→ EXTRACT TO READ
%%

3 Reasons The Stock Market Won't Make New Highs On The Phase I Trade Deal

The SPDR S&P 500 ETF Trust SPY has rallied 1.4% since President Donald Trump announced the U.S. and China have agreed to Phase I of a trade deal that takes Oct. 15 tariff hikes off the table for now.

While investors cheered the news that the trade war will not be escalating, some critics said Friday’s trade news isn’t enough to get the market to new highs.

Tom Essaye, founder of Sevens Report Research, said this week there are three reasons why the S&P 500 won’t be breaking out above its summer highs in the 3,027 range unless investors see better trade news:

The Phase I deal provided no relief from current trade war tariffs and it contained no provisions that would boost global growth from current levels. The December tariff increases are still in play, so the Phase I deal didn’t even eliminate market uncertainty over whether things could get worse from here.

The terms of the Phase I deal, including between $40 billion and $50 billion in agricultural purchases, intellectual property “protections” and forex “transparency,” are vague with few specifics as to methodology or timelines. These terms fail to eliminate the uncertainty weighing on the market.

%%

→ RECORDS SUPPLIED
%%

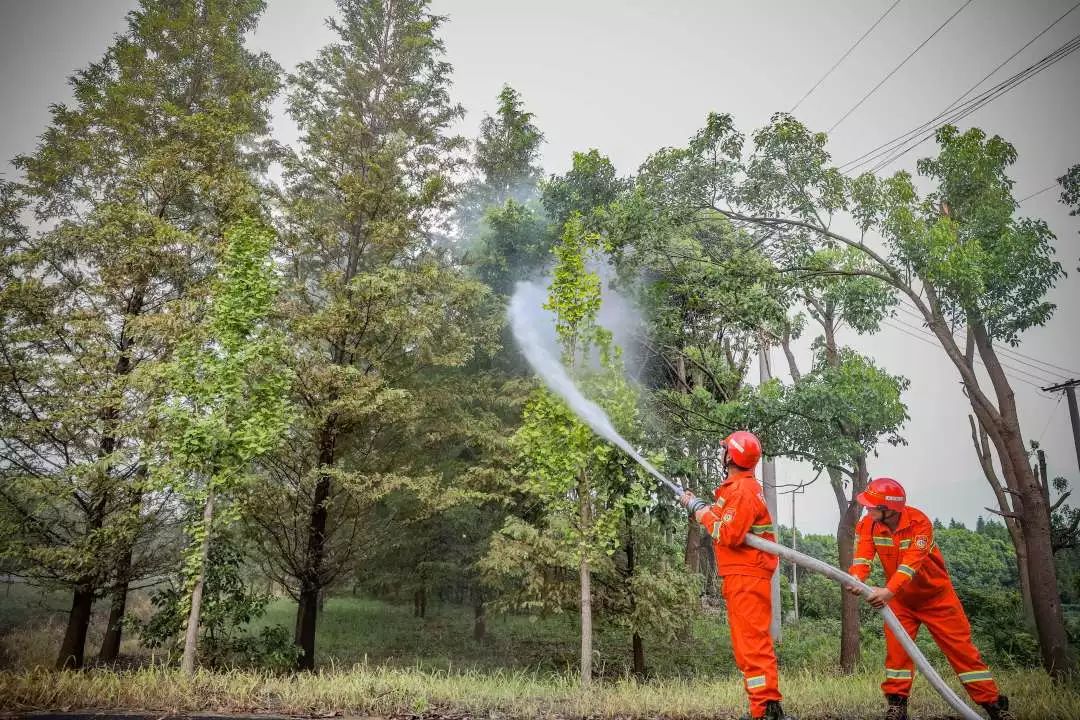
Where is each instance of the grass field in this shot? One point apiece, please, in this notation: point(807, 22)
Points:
point(376, 659)
point(386, 691)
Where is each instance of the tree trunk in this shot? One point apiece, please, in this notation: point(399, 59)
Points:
point(480, 621)
point(846, 544)
point(75, 636)
point(312, 580)
point(420, 602)
point(981, 440)
point(1033, 511)
point(191, 638)
point(110, 643)
point(113, 632)
point(638, 656)
point(586, 591)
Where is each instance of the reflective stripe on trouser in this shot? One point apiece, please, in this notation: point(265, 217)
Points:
point(945, 619)
point(750, 612)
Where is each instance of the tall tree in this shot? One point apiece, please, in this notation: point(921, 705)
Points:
point(964, 263)
point(847, 404)
point(505, 160)
point(132, 185)
point(504, 228)
point(576, 475)
point(372, 302)
point(225, 402)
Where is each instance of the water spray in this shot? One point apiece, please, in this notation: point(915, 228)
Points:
point(527, 298)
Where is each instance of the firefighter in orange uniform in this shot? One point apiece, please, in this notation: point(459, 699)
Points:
point(919, 591)
point(746, 572)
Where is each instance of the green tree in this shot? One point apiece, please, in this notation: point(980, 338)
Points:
point(504, 158)
point(225, 403)
point(961, 259)
point(372, 303)
point(132, 185)
point(578, 477)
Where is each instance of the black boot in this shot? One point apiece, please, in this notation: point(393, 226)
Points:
point(774, 711)
point(999, 709)
point(896, 708)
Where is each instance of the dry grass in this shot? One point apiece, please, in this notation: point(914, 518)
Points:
point(386, 691)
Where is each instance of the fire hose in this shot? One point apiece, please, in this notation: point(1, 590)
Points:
point(887, 614)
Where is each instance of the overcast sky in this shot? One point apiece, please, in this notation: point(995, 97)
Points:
point(630, 77)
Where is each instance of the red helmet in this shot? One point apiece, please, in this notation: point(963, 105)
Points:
point(883, 492)
point(743, 448)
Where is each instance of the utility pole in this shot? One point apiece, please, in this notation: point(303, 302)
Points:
point(795, 568)
point(769, 485)
point(1069, 388)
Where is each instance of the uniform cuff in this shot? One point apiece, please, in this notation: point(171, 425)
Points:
point(900, 578)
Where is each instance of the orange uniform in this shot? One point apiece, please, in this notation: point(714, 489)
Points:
point(915, 572)
point(747, 581)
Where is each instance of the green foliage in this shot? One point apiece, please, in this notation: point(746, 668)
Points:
point(835, 412)
point(591, 184)
point(229, 607)
point(507, 152)
point(131, 184)
point(984, 262)
point(225, 402)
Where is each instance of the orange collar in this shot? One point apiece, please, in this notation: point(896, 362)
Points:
point(905, 519)
point(739, 474)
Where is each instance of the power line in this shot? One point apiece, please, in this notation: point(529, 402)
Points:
point(1042, 374)
point(845, 56)
point(935, 344)
point(973, 105)
point(1009, 352)
point(1050, 419)
point(895, 69)
point(896, 141)
point(970, 107)
point(1034, 194)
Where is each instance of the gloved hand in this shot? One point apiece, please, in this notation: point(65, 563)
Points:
point(691, 502)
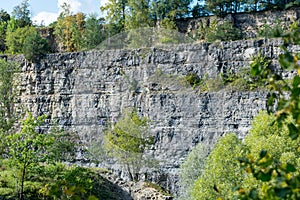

%%

→ STATED TASK A
In the stock market article, what range are the S&P 500's summer highs in?
→ STATED TASK B
Report every line of the records that contains the string "uniform".

→ EXERCISE RESPONSE A
The 3,027 range.

→ EXERCISE RESPONSE B
Where is each instance of the firefighter in orange uniform in this shot? One point apiece, please, in this notation: point(459, 699)
Where is each instance of the uniform cuff in this shot? One point apiece, please, in this notation: point(171, 425)
Where is each instance of the orange uniform in this shot? One point apiece, please, in this notation: point(714, 489)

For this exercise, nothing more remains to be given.